Work request ▸
Print out the records in full, keeping each word unchanged.

(Stored entries)

◇ ◇ ◇ ◇ ◇

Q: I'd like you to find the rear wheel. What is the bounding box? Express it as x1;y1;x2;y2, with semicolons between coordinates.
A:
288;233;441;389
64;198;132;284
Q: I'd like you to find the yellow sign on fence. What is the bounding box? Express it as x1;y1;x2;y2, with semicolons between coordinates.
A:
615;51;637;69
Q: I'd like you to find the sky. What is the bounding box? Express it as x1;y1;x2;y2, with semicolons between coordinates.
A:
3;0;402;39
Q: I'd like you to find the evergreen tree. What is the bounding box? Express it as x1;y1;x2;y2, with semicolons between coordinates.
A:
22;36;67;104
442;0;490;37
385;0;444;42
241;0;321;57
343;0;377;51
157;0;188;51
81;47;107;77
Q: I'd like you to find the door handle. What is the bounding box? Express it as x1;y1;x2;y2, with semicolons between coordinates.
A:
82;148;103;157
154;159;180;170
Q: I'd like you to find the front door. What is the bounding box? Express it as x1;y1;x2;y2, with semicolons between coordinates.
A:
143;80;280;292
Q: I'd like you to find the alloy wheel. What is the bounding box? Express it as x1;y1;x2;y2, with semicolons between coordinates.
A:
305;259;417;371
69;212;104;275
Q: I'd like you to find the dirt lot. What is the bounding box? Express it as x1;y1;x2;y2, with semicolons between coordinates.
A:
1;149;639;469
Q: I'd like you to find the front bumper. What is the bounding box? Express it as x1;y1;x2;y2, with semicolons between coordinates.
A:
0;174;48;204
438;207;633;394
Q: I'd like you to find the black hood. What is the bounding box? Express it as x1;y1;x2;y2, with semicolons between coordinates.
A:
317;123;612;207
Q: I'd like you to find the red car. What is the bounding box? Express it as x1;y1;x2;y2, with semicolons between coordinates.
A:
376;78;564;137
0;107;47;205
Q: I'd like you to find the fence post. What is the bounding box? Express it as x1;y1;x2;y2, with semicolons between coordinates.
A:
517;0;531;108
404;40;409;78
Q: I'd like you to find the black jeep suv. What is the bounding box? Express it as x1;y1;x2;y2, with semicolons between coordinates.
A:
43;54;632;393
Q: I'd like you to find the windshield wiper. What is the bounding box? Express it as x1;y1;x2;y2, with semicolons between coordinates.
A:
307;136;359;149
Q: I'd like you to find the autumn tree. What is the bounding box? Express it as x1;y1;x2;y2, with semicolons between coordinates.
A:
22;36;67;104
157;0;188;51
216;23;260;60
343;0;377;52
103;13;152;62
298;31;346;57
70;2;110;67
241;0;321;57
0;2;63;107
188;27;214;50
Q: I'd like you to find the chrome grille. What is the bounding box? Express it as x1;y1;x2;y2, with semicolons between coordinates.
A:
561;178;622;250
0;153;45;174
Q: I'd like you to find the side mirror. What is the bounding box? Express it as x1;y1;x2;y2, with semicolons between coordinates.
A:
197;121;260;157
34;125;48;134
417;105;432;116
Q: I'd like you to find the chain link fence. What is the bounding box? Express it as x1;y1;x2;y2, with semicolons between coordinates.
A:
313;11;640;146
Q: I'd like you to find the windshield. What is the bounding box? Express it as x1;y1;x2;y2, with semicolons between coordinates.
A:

◇ ◇ ◇ ◇ ◇

Written answer ▸
Q: I'd like you to find the rear wheel. What is the bounding box? Express it as x1;y1;x2;y2, with semicolons between coordinates.
A:
288;233;441;389
64;198;132;284
Q: I'd like you to find the yellow sign on fence. What is the bounding box? Express it as x1;y1;x2;y2, with semicolons between coordinates.
A:
615;51;637;69
Q: I'd like you to find the sky. What is the bounding box? Express it as x1;y1;x2;y2, with semicolons between coordinates.
A:
3;0;402;39
Q: I'd like you to find the evergreen tree. What is the bounding box? Express it as x1;y1;x2;y2, with semicolons between coordinates.
A:
22;36;67;104
442;0;490;37
385;0;444;42
241;0;321;57
343;0;377;51
157;0;188;51
81;47;107;77
Q: I'd like you to find the door handle. What is the bounding box? Express it as x1;y1;x2;y2, with semicolons between coordinates.
A:
82;148;103;157
154;159;180;170
Q: I'd like you to find the front door. What is the bounding box? Express it as x1;y1;x2;y2, with semicolons between coordinates.
A:
143;80;280;292
Q: I'd like you to find the alloy wheel. What is the bounding box? Express it as x1;y1;x2;y2, with semicolons between coordinates.
A:
305;259;417;371
69;212;104;275
Q: I'd like you to find the dirt lot. What is the bounding box? Express it as x1;y1;x2;y2, with semicolons between coordinates.
A:
1;149;639;469
Q: I'd like you to find the front bumper. What is the bounding box? Express it as x1;y1;x2;y2, with semicolons between coordinates.
A:
0;174;48;204
438;207;633;394
Q: I'd like you to find the black hood. What is the bounding box? Express it as x1;y1;x2;y2, with semicolons between coordinates.
A:
317;123;612;207
Q: I'd like you to find the red car. What is the bounding box? Express it as x1;y1;x2;y2, with semicolons between coordinates.
A:
376;78;564;137
0;107;47;205
Q: I'd like you to find the fence post. What is the bounding box? Express it as x1;y1;x2;y2, with semicolons between coordinates.
A:
517;0;531;108
404;40;409;78
Q: I'd like you to find the black jeep suv. What is the bounding box? Express it as x1;y1;x2;y2, with semicolons between coordinates.
A:
43;54;632;393
Q: I'd like you to find the windshield wiper. What is the bounding box? Express it as x1;y1;x2;y2, with semicolons between coordinates.
A:
307;136;359;149
Q: I'd like you to find the autumn tree. What is the bounding box? Express it as x1;y1;x2;y2, with semicolons between coordinates.
A:
22;36;67;104
157;0;188;51
216;23;260;60
343;0;377;52
103;13;152;62
298;31;346;57
70;2;110;67
241;0;321;57
0;2;63;107
188;27;214;50
Q: I'd like you to find the chrome grille. What is the bounding box? Express it as x1;y1;x2;y2, with semicolons between coordinates.
A:
561;178;622;250
0;153;45;174
Q: I'd like you to find the side mirror. What is the bounding box? Express it as x1;y1;x2;y2, with semicolons between coordinates.
A:
197;121;260;157
34;125;48;134
417;105;432;116
Q: I'd like you to find the chain link fence. What is the bounding box? Express it as x1;y1;x2;y2, with semicolons between coordinates.
A:
313;11;640;146
Q: I'd like you to find the windshield. What is the bounding box? Express it as x1;y1;x2;y2, with semicolons between coordinates.
A:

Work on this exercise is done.